What you need to do — For each line of the listing that holds "cage", show the full line.

Exercise input —
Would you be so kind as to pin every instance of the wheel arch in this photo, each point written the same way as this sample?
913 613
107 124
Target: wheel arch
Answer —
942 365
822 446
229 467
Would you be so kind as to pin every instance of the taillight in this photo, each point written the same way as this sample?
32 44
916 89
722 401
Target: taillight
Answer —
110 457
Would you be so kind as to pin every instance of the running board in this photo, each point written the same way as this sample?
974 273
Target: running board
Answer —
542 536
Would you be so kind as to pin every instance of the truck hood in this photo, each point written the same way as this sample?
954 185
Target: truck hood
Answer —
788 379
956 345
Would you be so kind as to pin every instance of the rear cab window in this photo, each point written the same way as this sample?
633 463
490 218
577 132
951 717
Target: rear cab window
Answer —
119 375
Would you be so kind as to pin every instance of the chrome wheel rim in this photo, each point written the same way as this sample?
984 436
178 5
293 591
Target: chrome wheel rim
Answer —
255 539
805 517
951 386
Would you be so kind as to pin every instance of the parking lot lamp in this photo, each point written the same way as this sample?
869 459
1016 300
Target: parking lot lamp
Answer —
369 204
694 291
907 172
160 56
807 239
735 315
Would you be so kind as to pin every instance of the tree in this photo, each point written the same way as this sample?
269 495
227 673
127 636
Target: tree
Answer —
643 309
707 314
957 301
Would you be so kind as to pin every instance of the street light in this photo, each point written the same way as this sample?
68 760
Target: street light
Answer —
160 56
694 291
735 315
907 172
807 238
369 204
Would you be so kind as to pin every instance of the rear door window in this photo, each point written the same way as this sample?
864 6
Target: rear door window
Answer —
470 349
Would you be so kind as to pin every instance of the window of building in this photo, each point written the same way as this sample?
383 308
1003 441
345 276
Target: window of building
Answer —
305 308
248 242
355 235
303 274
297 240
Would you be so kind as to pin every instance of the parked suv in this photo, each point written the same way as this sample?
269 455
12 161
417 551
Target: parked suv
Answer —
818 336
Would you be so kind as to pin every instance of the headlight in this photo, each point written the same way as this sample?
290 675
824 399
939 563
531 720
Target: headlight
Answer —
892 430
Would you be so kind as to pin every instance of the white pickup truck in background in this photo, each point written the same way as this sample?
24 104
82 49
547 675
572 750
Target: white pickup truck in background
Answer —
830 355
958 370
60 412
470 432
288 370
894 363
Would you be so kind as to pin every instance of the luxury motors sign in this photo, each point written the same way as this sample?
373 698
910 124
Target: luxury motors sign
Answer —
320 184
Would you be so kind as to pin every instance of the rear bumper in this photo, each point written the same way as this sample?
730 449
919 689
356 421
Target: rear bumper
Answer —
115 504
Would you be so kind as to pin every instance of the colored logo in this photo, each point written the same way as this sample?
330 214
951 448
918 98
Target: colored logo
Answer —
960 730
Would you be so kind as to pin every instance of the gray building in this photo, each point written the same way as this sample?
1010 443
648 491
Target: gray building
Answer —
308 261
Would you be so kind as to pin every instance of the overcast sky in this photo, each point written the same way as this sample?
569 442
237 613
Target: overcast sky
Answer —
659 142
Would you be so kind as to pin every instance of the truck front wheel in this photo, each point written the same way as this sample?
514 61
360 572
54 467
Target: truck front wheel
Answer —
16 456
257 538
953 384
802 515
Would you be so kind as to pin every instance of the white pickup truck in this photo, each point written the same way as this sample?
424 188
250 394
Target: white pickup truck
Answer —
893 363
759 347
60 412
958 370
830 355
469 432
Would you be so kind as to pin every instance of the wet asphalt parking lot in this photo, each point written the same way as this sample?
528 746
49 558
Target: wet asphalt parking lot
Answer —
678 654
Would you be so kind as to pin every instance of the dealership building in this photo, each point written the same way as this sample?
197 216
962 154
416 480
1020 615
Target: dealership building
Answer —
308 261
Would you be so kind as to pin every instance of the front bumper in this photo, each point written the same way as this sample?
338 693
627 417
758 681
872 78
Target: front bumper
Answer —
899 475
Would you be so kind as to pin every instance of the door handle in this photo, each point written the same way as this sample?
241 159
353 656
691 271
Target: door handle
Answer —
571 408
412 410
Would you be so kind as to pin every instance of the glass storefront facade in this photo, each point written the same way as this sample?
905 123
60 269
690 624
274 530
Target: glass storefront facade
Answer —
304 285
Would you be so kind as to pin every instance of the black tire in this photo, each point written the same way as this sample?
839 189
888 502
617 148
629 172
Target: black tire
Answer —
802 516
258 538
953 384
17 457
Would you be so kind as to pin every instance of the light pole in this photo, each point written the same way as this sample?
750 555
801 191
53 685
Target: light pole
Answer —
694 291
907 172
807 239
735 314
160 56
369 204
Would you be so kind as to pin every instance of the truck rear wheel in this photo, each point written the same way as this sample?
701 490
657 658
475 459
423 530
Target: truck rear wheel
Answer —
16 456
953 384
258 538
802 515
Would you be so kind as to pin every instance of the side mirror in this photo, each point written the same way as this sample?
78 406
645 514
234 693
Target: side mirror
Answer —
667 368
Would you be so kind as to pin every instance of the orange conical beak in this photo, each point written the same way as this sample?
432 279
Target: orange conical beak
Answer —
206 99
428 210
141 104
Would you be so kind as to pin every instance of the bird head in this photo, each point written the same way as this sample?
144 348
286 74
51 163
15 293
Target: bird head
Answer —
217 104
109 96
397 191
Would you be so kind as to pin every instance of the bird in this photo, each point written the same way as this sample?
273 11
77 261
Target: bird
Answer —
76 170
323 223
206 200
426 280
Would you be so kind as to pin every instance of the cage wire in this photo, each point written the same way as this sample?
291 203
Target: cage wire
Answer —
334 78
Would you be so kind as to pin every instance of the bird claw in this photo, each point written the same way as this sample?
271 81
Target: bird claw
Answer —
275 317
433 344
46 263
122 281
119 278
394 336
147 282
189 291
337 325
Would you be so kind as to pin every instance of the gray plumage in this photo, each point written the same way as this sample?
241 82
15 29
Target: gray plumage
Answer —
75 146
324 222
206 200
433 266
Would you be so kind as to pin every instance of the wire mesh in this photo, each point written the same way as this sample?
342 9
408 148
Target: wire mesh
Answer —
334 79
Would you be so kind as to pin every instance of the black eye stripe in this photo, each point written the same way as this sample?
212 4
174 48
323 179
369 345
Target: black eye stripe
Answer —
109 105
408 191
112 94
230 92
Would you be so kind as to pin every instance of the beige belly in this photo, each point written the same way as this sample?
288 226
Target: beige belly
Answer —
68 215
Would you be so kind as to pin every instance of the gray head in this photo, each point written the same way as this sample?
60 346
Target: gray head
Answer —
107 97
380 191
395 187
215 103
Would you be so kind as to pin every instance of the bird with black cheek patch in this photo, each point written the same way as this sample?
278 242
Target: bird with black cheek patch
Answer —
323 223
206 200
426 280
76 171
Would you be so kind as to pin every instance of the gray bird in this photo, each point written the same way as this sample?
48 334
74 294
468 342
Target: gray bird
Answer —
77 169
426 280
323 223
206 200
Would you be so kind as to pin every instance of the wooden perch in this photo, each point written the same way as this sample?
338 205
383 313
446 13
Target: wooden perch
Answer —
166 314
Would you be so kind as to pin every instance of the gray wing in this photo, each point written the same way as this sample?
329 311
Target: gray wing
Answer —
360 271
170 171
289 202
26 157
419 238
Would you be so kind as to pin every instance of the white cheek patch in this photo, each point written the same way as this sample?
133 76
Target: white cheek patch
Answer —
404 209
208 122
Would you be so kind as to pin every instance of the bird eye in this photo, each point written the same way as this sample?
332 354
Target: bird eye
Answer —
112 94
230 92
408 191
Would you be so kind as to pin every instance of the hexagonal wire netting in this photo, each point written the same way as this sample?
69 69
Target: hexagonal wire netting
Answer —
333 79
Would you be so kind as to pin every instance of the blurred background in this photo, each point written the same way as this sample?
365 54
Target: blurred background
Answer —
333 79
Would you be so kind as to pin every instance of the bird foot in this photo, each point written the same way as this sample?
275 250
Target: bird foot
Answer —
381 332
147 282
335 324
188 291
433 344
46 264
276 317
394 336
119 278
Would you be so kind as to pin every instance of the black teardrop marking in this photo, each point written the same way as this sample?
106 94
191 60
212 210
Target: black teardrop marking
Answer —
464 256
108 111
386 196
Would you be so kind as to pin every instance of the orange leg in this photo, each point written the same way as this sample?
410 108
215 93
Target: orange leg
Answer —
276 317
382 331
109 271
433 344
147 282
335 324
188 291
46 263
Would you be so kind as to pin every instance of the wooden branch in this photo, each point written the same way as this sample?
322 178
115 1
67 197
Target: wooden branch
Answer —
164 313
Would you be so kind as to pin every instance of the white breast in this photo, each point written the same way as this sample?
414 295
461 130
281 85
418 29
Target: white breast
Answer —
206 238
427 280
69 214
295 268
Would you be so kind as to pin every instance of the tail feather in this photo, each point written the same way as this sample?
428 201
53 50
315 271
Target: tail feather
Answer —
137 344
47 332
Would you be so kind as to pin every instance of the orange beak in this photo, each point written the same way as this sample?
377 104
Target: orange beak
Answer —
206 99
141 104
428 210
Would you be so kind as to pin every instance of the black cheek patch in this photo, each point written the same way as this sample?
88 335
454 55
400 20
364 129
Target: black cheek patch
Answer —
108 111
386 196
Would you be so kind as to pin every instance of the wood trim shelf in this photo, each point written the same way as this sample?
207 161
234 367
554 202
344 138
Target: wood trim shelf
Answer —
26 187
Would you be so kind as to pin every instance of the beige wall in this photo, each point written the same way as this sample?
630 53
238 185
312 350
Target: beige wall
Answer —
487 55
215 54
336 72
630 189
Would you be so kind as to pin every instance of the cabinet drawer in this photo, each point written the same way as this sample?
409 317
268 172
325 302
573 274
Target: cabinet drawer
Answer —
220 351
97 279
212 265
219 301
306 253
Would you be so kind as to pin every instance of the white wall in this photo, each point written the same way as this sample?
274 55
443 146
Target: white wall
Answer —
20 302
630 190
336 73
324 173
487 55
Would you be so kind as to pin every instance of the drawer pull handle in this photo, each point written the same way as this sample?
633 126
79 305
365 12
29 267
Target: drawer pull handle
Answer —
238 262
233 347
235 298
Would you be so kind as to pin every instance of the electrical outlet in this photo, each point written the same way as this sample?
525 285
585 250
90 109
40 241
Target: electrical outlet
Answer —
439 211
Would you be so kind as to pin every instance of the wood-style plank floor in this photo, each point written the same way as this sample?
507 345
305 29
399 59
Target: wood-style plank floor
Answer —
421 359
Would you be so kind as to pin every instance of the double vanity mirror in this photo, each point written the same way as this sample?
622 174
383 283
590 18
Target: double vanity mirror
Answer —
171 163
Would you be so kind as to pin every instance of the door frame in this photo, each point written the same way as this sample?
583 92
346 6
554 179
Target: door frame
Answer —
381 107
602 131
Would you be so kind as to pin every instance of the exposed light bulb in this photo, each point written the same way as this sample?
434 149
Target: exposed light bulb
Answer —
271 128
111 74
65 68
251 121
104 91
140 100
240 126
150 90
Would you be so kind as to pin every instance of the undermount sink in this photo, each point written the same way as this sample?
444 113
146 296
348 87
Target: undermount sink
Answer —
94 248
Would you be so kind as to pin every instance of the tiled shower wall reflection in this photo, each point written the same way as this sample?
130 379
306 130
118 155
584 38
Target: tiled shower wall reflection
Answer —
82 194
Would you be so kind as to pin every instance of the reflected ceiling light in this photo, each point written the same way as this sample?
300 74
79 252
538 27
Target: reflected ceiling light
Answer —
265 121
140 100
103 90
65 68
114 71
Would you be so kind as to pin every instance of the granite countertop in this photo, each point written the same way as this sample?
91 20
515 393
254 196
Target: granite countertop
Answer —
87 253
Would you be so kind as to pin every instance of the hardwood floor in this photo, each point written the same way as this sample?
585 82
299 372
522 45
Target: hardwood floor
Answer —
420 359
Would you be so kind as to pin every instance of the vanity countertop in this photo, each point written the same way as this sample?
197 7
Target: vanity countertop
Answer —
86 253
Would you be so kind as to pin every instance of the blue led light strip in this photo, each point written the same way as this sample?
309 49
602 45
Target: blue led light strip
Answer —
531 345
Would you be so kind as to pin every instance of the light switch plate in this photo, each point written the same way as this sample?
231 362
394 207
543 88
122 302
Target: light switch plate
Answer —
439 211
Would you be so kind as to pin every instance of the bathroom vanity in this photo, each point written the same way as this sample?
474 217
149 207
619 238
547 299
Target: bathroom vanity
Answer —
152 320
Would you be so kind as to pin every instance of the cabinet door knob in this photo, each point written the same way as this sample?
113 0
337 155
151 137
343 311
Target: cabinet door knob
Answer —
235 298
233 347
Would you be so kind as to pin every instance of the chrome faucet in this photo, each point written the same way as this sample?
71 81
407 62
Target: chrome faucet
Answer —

Task solution —
Would you be so kind as to pin every instance of the cage wire in this photo, each point written the same way as this sample?
Target: cage wire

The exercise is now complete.